━━━ Fragmento para leer ━━━
Un grupo particularísimo de jóvenes de entre 15 y 18 años eran las aspirantes navales del Hospital Naval de Puerto Belgrano, estaban bajo la tutela del Estado de la dictadura, ya que eran menores de edad. Debían ser cuidadas, preservadas del horror.

En la tripulación del Bahía Paraíso, el otro buque hospital argentino, no había mujeres, pero sus huellas estaban en lo que fue su preparación y configuración.

Cuando el Bahía Paraíso fue requisado como buque hospital, las cabos fueron alojadas en él, para la configuración, y a las aspirantes les asignaron la tarea de preparar las cajas con insumos que llevarían en el hospital y alcanzarlas al buque.

Fueron horas de mucho trabajo, sin descanso, sin saber muy bien, a tan corta edad, qué era lo que estaba pasando y mucho menos lo que estaba por suceder. Lo que vendría después.

Todas las enfermeras y aspirantes de enfermería que estuvieron involucradas en la preparación del buque Bahía Paraíso asistieron también a los heridos que venían del frente, y fueron quienes acompañaron hasta su alta a todos los sobrevivientes del crucero General Belgrano.

La Armada Argentina declaró veteranos a todos los miembros de su personal embarcado durante la guerra, aunque no estuvieran dentro de las coordenadas que indica la ley. A estas mujeres no.

Después del hundimiento del crucero ARA General Belgrano, el 2 de mayo de 1982, la vida se les volvió negra a estas jóvenes.

Fueron puestas a disposición de las enfermeras profesionales, sin herramientas, sin conocimientos suficientes: debían colaborar con la atención de los heridos. Eso implicó ponerse en contacto con el dolor, el horror y el sufrimiento de aquellos sobrevivientes, que llamaban a sus madres, que habían sido, algunos, sus compañeros de cantina en algún recreo en la base naval.
━━━ Material extraído ━━━
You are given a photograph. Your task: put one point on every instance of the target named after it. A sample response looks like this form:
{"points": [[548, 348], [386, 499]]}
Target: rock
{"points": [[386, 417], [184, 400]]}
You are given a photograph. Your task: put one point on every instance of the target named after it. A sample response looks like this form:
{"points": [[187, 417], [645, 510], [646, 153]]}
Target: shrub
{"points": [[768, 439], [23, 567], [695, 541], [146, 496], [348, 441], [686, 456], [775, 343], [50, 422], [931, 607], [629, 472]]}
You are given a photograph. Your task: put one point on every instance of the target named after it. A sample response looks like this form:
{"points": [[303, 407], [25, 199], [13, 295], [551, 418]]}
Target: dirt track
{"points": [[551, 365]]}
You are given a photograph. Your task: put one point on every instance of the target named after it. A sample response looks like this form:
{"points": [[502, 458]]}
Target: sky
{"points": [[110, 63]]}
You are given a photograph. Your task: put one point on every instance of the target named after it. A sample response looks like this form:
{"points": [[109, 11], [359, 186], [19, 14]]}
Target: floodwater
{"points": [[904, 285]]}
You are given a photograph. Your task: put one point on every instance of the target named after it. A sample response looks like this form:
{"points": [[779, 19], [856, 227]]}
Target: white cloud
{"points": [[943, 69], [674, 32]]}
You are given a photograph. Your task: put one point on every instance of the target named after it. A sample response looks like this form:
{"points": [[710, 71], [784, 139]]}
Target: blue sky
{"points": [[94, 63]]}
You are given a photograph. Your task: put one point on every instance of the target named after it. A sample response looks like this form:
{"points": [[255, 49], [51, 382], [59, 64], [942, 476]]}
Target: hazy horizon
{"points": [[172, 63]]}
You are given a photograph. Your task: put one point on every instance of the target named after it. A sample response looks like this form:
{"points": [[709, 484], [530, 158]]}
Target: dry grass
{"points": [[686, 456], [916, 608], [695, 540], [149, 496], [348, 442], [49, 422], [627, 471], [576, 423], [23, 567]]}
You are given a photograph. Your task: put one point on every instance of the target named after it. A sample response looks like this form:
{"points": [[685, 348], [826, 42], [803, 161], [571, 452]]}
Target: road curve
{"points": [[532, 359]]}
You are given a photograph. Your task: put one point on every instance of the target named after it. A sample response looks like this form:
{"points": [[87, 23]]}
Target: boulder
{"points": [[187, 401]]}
━━━
=== Actividades ===
1. ¿Concuerdan con el fragmento sobre las aspirantes navales las afirmaciones (a) «En la tripulación del Bahía Paraíso había mujeres», (b) «Las aspirantes tenían entre 15 y 18 años» y (c) «La Armada Argentina declaró veteranas a estas mujeres»? Responde sí o no a cada una y cita entre comillas las palabras del fragmento que lo deciden.
2. Prolonga el fragmento sobre las aspirantes navales a partir de su última oración.

=== Respuestas numeradas ===
1.
(a) No: «En la tripulación del Bahía Paraíso, el otro buque hospital argentino, no había mujeres».
(b) Sí: «Un grupo particularísimo de jóvenes de entre 15 y 18 años eran las aspirantes navales».
(c) No: «A estas mujeres no».

2.
La guerra para estas mujeres duró hasta el 22 de diciembre de 1982, día en que se fue de alta el último herido. Para la sociedad, había terminado el 14 de junio.

DE ESO NO SE HABLA: ABUSOS

Una de ellas, Claudia Patricia Lorenzini, después de 35 años y de una vida de adicciones y enfermedades, decidió dedicarse a la lucha por la visibilización de ella y sus compañeras, y se convirtió en una abanderada de la causa Malvinas.

Siempre supo muy bien cuál era su rol, que estuvo en el continente y jamás se consideró veterana ni pidió serlo.

Contó públicamente los abusos a los que fue sometida, física y sexualmente, creyó que era el momento de sanar. Solo recibió el repudio de sus propias compañeras, porque aún de esas cosas no se hablaba.

La habían dado de baja después de la guerra, cuando denunció el abuso, y le prohibieron hablar de eso, amenazándolas a ella y a su familia.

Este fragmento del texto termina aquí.